AVAILABLE RECORDS Start Marker
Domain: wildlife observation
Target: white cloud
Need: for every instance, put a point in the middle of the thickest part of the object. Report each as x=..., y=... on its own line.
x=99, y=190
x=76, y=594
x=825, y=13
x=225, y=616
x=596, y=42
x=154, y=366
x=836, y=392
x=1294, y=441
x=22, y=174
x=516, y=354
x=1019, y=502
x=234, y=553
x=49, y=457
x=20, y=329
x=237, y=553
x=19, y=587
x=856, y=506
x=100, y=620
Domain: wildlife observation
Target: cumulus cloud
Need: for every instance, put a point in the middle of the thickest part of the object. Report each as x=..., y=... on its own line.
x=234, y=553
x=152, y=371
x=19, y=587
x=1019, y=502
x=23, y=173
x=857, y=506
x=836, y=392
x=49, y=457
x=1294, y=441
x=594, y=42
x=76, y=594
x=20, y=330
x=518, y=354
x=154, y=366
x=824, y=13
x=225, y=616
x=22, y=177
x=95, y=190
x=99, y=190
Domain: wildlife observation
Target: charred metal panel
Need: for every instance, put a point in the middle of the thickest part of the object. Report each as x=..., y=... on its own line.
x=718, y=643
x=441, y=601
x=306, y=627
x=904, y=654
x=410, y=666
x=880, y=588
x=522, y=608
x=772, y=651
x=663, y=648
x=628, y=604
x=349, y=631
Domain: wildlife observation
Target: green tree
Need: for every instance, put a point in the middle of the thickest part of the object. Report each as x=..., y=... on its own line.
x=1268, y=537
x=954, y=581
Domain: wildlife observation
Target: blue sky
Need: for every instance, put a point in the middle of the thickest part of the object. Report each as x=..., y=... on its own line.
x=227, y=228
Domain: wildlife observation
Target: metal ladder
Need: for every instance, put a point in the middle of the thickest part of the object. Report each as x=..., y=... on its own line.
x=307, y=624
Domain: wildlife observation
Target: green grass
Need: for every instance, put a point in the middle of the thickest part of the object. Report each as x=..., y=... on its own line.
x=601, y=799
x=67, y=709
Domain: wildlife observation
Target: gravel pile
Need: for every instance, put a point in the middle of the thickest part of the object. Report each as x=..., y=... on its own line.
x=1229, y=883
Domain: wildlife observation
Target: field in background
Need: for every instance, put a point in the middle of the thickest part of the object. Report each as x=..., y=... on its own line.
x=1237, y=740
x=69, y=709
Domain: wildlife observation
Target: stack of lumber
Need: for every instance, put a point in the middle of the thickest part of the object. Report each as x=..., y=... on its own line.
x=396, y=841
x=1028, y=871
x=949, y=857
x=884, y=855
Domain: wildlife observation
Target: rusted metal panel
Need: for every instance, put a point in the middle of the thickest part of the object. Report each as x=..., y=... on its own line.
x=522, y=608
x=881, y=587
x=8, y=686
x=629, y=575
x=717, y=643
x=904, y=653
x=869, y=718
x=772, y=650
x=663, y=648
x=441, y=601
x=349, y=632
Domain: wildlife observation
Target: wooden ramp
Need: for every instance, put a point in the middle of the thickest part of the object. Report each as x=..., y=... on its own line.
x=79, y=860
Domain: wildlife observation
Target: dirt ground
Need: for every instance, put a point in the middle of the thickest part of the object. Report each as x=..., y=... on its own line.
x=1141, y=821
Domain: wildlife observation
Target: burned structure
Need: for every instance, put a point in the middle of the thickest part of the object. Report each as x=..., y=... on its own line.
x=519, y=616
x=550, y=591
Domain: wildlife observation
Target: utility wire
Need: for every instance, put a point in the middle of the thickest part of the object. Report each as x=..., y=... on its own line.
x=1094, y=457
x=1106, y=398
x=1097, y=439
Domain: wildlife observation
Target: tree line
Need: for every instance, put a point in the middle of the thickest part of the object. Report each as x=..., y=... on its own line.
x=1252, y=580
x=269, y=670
AVAILABLE RECORDS End Marker
§ WHAT THE TASK REQUIRES:
Keeping each line exactly as it is, retype all of the data.

§ SOLUTION:
Domain: wildlife observation
Target: white cloud
Need: for every instance, put a point in the middle of the thickest part of the object. Report each as x=..., y=... on its own line.
x=99, y=190
x=76, y=594
x=825, y=13
x=225, y=616
x=596, y=42
x=154, y=366
x=836, y=392
x=1294, y=441
x=22, y=174
x=516, y=354
x=1019, y=502
x=234, y=553
x=49, y=457
x=20, y=329
x=237, y=553
x=19, y=587
x=856, y=506
x=100, y=620
Domain: wildlife observation
Target: cumulus cloud
Need: for every instance, put a point in the middle of the thickest part of the object. Report each as x=..., y=... on its own line.
x=234, y=553
x=152, y=371
x=19, y=587
x=1019, y=502
x=23, y=173
x=857, y=506
x=836, y=392
x=49, y=457
x=1294, y=441
x=594, y=42
x=76, y=594
x=20, y=330
x=518, y=354
x=154, y=366
x=824, y=13
x=225, y=616
x=22, y=177
x=95, y=190
x=99, y=190
Domain: wildlife observation
Target: charred metal panel
Need: for every instance, put a point in the middle of the thickest part of the object. Report each as x=..., y=... on its own line.
x=718, y=643
x=441, y=601
x=306, y=627
x=904, y=654
x=410, y=666
x=880, y=588
x=522, y=608
x=772, y=651
x=663, y=648
x=628, y=604
x=349, y=631
Domain: wildlife observation
Target: green tree
Need: for every instance, put a point in the middle of the thickest part of the object. Report each as x=..., y=... on its own line.
x=1268, y=537
x=954, y=581
Domain: wildlife observation
Target: blue sky
Need: for every instance, put a point in the middle of the thickest part of the object. Report each as x=..., y=... on its own line.
x=227, y=228
Domain: wildlife observation
Target: metal ladder
Need: for every instance, put a point in the middle of the thickest part of the object. Report each as x=..., y=... on its own line.
x=307, y=624
Domain: wildlife observation
Target: green grass
Need: for every instance, put a point in the middle of the thickest part of the object. Report each as x=..., y=... on its own line.
x=601, y=799
x=67, y=709
Domain: wildlife observation
Target: gravel pile
Need: for every instance, put a point in the middle of the thickest part of the object. Report each as x=..., y=... on its own line.
x=1229, y=883
Domain: wildlife observation
Target: field in background
Need: for every instance, put a point in the middle of the thickest part of the object. Report each as x=..., y=... on its own line.
x=1237, y=740
x=69, y=709
Domain: wildlife observation
Target: stack of lumber
Need: for every instance, put a point in the middle of the thickest part of the object. Report each as x=..., y=... on its own line.
x=396, y=841
x=1028, y=871
x=949, y=857
x=884, y=855
Domain: wildlife observation
Target: rusted metal panel
Need: for every instance, put a point in the middle of the thickest part of the object. Report each as x=..., y=... on its own line.
x=522, y=608
x=881, y=587
x=8, y=686
x=629, y=575
x=717, y=643
x=904, y=653
x=869, y=718
x=772, y=650
x=663, y=648
x=441, y=601
x=349, y=632
Domain: wildlife observation
Target: wooden ramp
Need: for every instance, put a point in the middle of the thickest part of the object. Report each as x=..., y=... on its own line.
x=79, y=860
Domain: wildlife observation
Target: dirt ground
Need: for every instance, put a point in the middle of the thickest part of the object. Report each as x=..., y=... on its own line.
x=1141, y=821
Domain: wildlife observation
Target: burned structure
Need: for every instance, put a point in the middle of the thickest part of the object. Report each as x=..., y=... on its own line.
x=519, y=616
x=550, y=591
Domain: wildlife observation
Target: utility wire
Need: for every instance, put a point in the middle of the thickest part of the object. Report each as x=..., y=... on its own line.
x=1094, y=457
x=1106, y=398
x=1097, y=439
Domain: wildlife observation
Target: tree line
Need: for every instance, put a point in the middle of the thickest part of the object. Report each as x=..., y=... on its own line.
x=1252, y=580
x=269, y=670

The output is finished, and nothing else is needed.